1927 senesinde ÇANKIRI Yapraklı’nın Sarıçayköyü'nde doğdu.
Oğlu Ümit'in anlatımıyla; "Mehmet Bıyıklı'nın Babası köyde çiftçiliğinin yanı sıra şal, çuval, kuşak dokurmuş. Annesinin gözleri görmezmiş ama kalp gözü açıkmış." Evin içerisinde yere düşmüş iğneleri bulur, “Bunları yere atmayın!” diye çıkışırmış. “Oğlum beni görmüyor sanıyorlar, ben görüyorum…” dermiş… Orucu hiç bırakmaz, boyuna(devamlı) oruç tutarmış…
Sülalesinden askerlikten dönen hiç olmamış. Hepsi de, seferberlikte kalmışlar.
Kendisi de 36 ay (3 yıl) askerlik yapmış.
Bıçakçı Dede tatlı sıva (çimentosuz kirecin suyla karılması), taş duvar ve cami mozaik ustası. Hanımı Döndü Anne kireç karar, kendisi de sıva yaparmış… Çankırı'da bir çok caminin inşaatında alınteri, el emeği var. 4 oğlunun en büyüğü olan Hilmi(1), 17 Ocak 1977’de şehit düşünce, bu işi bir daha yapmaz olmuş...
Evlat acısıyla tutuştuğu o hüzünlü günlerde , bisikletten bozma 3 tekerli arabası ile Çankırı’yı karış karış dolaşarak, ekmeğini bıçak yaparak ve bıçak bileyerek kazanmaya başlamış...
"Bıçakçı" lakabı ile sevenlerinin gönlüne giren Mehmet amcanın, bisikletinin önündeki para kutusunun üzerinde “Emeğim bilek zoru/Allah’ım Sen Beni Koru” yazılıydı. Mehmet Bıyıklı; bahsedilen sözdeki (Beni) kelimesinin üzerini kazıyarak, Allah’ın korumasını sadece kendi üzerine istemekten hayâ edecek kadar hassas, samimi bir gönül insanıydı.
Pancar bıçakları da yapan Mehmet Amca; bıçakçılıkla meşgul olduğu sürece hiç sıkıntı, darlık çekmemiş, muhannete muhtaç olmamış.
Gülen güzel yüzüyle, tatlı diliyle Çankırı’da 7’den, 77’ye herkesin gönlüne Bıçakçı Dede olarak taht kuran Mehmet Bıyıklı, çocukların ve gençlerin Pamuk Dedesiydi. O; kimilerine göre kalp okuyan bir ermiş, kimine göre de zamanın Yunus’uydu…Bir Allah dostuydu o.
Sözleri, sohbetleri ve nasihatleri ile gönüllere ferahlık verirdi. Gönül dünyası, hane-i saadetleri ve sofrası herkese açıktı.Hasta yattığı dönemde de ziyaretçilerin ardı arkası kesilmedi. Hasta haliyle bile o güzel yüzü hep mütebessimdi…İşinin ehliydi, çalışkanlığı, disiplini ve kanaatkârlığı ile çevresine örnek olan bir insandı.
════
Alıştırma Görevi 1:
Mehmet Bıyıklı'yı anlatan metinden "Oğlu Ümit'in anlatımıyla;" ifadesinden başlayarak "daha yapmaz olmuş..." ifadesine kadar uzanan bölümün tamamını aynen yazınız.
════
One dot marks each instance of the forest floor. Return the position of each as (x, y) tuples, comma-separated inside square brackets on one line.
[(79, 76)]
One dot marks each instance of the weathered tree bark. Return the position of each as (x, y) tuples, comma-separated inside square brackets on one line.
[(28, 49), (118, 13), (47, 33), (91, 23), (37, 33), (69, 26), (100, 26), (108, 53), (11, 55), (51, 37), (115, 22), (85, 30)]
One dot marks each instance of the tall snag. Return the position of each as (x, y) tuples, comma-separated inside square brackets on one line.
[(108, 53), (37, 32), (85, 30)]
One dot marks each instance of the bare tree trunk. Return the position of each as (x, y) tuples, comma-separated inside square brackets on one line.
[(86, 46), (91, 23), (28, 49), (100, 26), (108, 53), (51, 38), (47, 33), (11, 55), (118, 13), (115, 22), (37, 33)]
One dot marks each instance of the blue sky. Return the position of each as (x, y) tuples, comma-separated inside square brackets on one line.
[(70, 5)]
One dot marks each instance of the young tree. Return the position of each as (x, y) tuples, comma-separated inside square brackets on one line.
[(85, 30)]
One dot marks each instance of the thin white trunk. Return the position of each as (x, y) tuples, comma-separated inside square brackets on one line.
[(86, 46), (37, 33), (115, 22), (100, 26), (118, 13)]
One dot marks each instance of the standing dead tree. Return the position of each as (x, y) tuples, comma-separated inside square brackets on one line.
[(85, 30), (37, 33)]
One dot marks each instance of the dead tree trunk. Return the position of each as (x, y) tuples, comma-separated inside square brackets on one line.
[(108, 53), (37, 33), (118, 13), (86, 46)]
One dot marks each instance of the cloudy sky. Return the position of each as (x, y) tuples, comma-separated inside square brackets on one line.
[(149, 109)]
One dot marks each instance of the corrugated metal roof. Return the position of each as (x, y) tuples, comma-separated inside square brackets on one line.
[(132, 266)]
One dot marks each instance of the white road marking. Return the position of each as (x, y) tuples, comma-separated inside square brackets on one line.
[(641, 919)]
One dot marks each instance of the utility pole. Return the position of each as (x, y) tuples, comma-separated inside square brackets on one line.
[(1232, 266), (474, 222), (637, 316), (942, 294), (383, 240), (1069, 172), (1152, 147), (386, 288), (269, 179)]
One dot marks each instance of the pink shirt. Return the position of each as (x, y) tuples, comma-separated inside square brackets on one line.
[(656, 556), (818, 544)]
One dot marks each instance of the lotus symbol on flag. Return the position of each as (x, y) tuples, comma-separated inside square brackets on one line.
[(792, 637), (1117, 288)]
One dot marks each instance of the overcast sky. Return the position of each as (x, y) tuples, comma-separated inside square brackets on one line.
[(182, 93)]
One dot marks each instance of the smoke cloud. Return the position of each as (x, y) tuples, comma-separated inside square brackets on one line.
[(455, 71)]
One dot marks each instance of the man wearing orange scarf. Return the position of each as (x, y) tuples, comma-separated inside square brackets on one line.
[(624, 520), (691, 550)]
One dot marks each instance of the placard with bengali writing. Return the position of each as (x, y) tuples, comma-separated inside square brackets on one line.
════
Alıştırma Görevi 2:
Yukarıdaki girdilerde "One dot marks each instance of the pink" ifadesini içeren satırdan girdilerin sonuna kadar uzanan satırların tümünü, iki uç da dâhil olmak üzere, boş satırları çıkararak numaralı liste hâlinde düzenleyiniz.

Örnek Cevap 1:
Oğlu Ümit'in anlatımıyla; "Mehmet Bıyıklı'nın Babası köyde çiftçiliğinin yanı sıra şal, çuval, kuşak dokurmuş. Annesinin gözleri görmezmiş ama kalp gözü açıkmış." Evin içerisinde yere düşmüş iğneleri bulur, “Bunları yere atmayın!” diye çıkışırmış. “Oğlum beni görmüyor sanıyorlar, ben görüyorum…” dermiş… Orucu hiç bırakmaz, boyuna(devamlı) oruç tutarmış…
Sülalesinden askerlikten dönen hiç olmamış. Hepsi de, seferberlikte kalmışlar.
Kendisi de 36 ay (3 yıl) askerlik yapmış.
Bıçakçı Dede tatlı sıva (çimentosuz kirecin suyla karılması), taş duvar ve cami mozaik ustası. Hanımı Döndü Anne kireç karar, kendisi de sıva yaparmış… Çankırı'da bir çok caminin inşaatında alınteri, el emeği var. 4 oğlunun en büyüğü olan Hilmi(1), 17 Ocak 1977’de şehit düşünce, bu işi bir daha yapmaz olmuş...

Örnek Cevap 2:
1. One dot marks each instance of the pink shirt. Return the position of each as (x, y) tuples, comma-separated inside square brackets on one line.
2. [(656, 556), (818, 544)]
3. One dot marks each instance of the lotus symbol on flag. Return the position of each as (x, y) tuples, comma-separated inside square brackets on one line.
4. [(792, 637), (1117, 288)]
5. One dot marks each instance of the overcast sky. Return the position of each as (x, y) tuples, comma-separated inside square brackets on one line.
6. [(182, 93)]
7. One dot marks each instance of the smoke cloud. Return the position of each as (x, y) tuples, comma-separated inside square brackets on one line.
8. [(455, 71)]
9. One dot marks each instance of the man wearing orange scarf. Return the position of each as (x, y) tuples, comma-separated inside square brackets on one line.
10. [(624, 520), (691, 550)]
11. One dot marks each instance of the placard with bengali writing. Return the position of each as (x, y) tuples, comma-separated inside square brackets on one line.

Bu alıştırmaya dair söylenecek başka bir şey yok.